Please repeat the records below exactly, but only from the line that contains "Where can you see the weathered" onward, ending with the last line.

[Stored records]
^^^^^^^^^^^^^^^^

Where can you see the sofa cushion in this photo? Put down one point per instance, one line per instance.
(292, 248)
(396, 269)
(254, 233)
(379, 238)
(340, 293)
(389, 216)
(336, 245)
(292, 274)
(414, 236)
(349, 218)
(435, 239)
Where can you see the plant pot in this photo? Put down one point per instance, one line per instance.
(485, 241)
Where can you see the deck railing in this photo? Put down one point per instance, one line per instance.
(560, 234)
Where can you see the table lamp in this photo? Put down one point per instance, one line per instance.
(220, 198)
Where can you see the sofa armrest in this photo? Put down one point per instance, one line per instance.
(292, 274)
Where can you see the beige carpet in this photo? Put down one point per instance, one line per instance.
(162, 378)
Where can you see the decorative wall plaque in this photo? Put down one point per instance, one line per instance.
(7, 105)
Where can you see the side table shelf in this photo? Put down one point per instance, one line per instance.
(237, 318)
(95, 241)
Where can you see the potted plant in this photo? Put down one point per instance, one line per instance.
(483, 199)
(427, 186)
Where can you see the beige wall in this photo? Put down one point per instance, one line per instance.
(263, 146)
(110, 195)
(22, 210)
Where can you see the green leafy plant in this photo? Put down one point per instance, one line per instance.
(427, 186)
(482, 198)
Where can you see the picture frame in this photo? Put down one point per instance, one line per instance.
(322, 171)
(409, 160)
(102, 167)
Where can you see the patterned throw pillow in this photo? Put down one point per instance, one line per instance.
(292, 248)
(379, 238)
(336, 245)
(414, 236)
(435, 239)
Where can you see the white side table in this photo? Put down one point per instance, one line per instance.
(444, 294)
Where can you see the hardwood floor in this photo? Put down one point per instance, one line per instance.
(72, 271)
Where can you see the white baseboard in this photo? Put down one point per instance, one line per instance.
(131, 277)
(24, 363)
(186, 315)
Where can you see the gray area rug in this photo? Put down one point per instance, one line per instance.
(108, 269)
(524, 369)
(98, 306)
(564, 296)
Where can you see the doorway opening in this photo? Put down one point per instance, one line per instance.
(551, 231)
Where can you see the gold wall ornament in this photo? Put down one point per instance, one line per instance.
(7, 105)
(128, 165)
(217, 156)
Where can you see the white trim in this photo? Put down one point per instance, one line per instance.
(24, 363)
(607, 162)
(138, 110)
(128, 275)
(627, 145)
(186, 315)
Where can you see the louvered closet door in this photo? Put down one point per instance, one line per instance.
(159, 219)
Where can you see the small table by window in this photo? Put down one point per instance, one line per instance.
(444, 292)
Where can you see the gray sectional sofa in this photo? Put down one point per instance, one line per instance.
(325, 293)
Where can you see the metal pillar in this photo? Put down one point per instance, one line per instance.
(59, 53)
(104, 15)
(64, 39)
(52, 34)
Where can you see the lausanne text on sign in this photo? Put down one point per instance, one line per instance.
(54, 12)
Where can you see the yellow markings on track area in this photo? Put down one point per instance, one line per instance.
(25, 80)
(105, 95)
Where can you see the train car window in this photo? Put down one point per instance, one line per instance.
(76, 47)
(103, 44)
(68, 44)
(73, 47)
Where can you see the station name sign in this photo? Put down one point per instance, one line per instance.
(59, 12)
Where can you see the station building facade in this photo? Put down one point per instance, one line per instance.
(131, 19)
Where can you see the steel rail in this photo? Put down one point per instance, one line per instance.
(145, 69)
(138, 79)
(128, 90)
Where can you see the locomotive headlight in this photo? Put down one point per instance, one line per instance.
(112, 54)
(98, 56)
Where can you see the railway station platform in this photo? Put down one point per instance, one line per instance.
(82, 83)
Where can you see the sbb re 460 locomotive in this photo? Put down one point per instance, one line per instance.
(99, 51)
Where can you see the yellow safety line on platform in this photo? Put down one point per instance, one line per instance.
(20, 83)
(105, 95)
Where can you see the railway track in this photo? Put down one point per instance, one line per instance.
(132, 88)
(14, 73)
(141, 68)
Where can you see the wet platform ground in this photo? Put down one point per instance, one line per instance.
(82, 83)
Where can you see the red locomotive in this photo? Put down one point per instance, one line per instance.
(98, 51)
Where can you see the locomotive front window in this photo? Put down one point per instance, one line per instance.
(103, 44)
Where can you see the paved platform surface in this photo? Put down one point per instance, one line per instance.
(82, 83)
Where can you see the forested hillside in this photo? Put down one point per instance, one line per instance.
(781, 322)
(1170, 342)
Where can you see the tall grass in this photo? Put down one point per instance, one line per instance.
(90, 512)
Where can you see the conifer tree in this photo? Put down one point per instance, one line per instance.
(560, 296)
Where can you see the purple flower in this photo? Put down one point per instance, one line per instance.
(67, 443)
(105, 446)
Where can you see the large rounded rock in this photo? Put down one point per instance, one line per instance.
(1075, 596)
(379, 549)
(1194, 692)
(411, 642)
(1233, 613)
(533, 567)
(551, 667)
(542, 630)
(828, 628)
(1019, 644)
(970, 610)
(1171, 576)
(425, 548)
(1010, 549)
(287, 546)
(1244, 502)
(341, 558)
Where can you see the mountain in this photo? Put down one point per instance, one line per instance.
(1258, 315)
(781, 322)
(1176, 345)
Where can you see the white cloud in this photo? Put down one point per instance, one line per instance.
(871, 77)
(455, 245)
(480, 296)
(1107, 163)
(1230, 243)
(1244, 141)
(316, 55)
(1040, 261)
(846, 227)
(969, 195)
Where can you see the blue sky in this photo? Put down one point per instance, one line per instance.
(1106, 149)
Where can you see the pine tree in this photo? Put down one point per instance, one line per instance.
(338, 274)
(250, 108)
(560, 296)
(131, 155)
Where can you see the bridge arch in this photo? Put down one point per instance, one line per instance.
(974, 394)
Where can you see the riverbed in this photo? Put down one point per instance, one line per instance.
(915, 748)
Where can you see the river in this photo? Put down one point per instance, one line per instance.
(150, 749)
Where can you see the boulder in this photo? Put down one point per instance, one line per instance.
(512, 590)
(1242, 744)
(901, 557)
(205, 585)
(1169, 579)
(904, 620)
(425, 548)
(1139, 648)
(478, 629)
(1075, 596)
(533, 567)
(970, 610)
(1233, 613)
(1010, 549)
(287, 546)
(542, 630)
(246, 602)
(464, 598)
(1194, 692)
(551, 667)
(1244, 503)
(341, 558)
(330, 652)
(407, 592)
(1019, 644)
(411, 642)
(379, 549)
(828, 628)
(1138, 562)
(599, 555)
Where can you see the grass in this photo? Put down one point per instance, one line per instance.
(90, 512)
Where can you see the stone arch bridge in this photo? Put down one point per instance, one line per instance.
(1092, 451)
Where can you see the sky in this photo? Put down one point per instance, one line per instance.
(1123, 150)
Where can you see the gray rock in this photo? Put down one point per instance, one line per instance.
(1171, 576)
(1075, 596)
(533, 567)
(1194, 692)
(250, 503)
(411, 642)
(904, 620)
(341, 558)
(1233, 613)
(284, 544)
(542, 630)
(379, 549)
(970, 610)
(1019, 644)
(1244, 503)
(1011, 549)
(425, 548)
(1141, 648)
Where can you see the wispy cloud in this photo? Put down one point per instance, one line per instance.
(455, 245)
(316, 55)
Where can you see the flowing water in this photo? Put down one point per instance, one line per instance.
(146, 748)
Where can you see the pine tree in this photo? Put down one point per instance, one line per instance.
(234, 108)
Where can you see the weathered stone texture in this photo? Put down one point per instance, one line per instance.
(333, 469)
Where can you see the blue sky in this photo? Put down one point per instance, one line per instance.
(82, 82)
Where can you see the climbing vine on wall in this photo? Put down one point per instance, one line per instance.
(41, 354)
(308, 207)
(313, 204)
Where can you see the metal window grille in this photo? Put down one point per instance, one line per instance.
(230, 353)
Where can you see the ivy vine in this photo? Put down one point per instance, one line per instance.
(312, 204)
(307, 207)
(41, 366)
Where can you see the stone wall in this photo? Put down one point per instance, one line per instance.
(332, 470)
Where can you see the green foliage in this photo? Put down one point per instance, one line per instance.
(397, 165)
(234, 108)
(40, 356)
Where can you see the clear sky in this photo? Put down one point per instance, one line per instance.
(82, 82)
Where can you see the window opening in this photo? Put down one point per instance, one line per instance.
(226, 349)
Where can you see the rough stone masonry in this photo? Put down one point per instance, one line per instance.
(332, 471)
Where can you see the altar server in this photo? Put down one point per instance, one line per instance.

^^^^^^^^^^^^^^^^

● **Your response**
Where can you see the weathered stone texture in this photo? Put down one point per instance, one line per instance.
(333, 469)
Where can you see the blue sky in this photo? Put down one point per instance, one line per instance.
(82, 82)
Where can you see the climbing vine on wall in this photo? Put down one point per instance, one line per instance.
(41, 354)
(308, 207)
(313, 204)
Where can you see the metal window grille in this photo? Put down one point per instance, one line per instance.
(230, 353)
Where can you see the ivy vine in this photo? Put down one point per instance, one line per instance.
(312, 204)
(307, 207)
(41, 366)
Where can you see the stone wall in this photo? Put down one point per instance, one line per instance.
(332, 470)
Where can you see the green foliage in this photo? Put down one point per instance, one line per instance.
(397, 165)
(234, 108)
(40, 356)
Where can you see the clear sky in this photo? Put down one point per instance, one line per instance.
(82, 82)
Where can you see the window opening in this photo? Put down one point per instance, one line per instance.
(226, 349)
Where can you see the rough stone masonry in this photo? Put down one point per instance, one line per instance.
(332, 471)
Where can you see the altar server in this photo? Put down one point per instance, one line per instance.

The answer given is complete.